• [Given request]: Rewrite the material below as a JSON list of strings, with one string for each line and no blank lines.

Point placement records:

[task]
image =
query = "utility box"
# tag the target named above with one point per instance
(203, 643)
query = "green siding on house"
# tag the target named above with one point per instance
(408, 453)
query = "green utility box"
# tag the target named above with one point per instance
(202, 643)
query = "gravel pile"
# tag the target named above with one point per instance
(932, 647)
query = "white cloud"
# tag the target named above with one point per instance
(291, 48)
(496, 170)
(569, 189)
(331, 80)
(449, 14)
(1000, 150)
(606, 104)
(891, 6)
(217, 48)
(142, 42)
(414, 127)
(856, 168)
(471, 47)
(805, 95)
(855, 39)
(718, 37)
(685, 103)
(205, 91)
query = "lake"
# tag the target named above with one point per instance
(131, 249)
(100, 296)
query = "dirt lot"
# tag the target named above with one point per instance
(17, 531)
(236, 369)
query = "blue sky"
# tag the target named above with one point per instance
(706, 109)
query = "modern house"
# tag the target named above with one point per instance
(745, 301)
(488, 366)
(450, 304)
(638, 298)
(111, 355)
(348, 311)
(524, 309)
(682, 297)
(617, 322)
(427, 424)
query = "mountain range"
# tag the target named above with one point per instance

• [Answer below]:
[
  "[task]",
  "image =",
  "query = \"utility box\"",
  "# tag the target named above with one point per instance",
  "(203, 643)",
  "query = \"green siding on house\"",
  "# tag the target named above with one point per instance",
  "(408, 453)",
  "query = \"green utility box\"",
  "# tag the target named above with one point per instance",
  "(202, 643)",
  "query = \"gravel pile\"",
  "# tag the target named above with one point per instance",
  "(932, 647)",
  "query = \"white cloud\"",
  "# tag the target named above with one point per instance",
  "(291, 48)",
  "(496, 170)",
  "(569, 189)",
  "(331, 80)",
  "(449, 14)",
  "(1000, 150)",
  "(606, 104)",
  "(891, 6)",
  "(217, 48)",
  "(142, 42)",
  "(414, 127)",
  "(856, 168)",
  "(471, 47)",
  "(805, 95)",
  "(855, 39)",
  "(718, 37)",
  "(685, 103)",
  "(205, 91)",
  "query = \"lake\"",
  "# tag the target named above with one point per instance",
  "(131, 249)",
  "(100, 296)",
  "query = \"dirt lot\"",
  "# tag the target named above with one point per instance",
  "(17, 531)",
  "(236, 369)",
  "query = \"blue sky\"",
  "# tag the target named above with one point per instance",
  "(706, 109)",
  "query = \"modern house\"",
  "# tag the target named above with one point per instance",
  "(745, 301)",
  "(488, 366)",
  "(450, 304)",
  "(638, 298)",
  "(111, 355)",
  "(348, 311)",
  "(524, 309)",
  "(682, 297)",
  "(617, 322)",
  "(427, 424)",
  "query = \"mountain range\"",
  "# tag the target named above with one point per instance"
]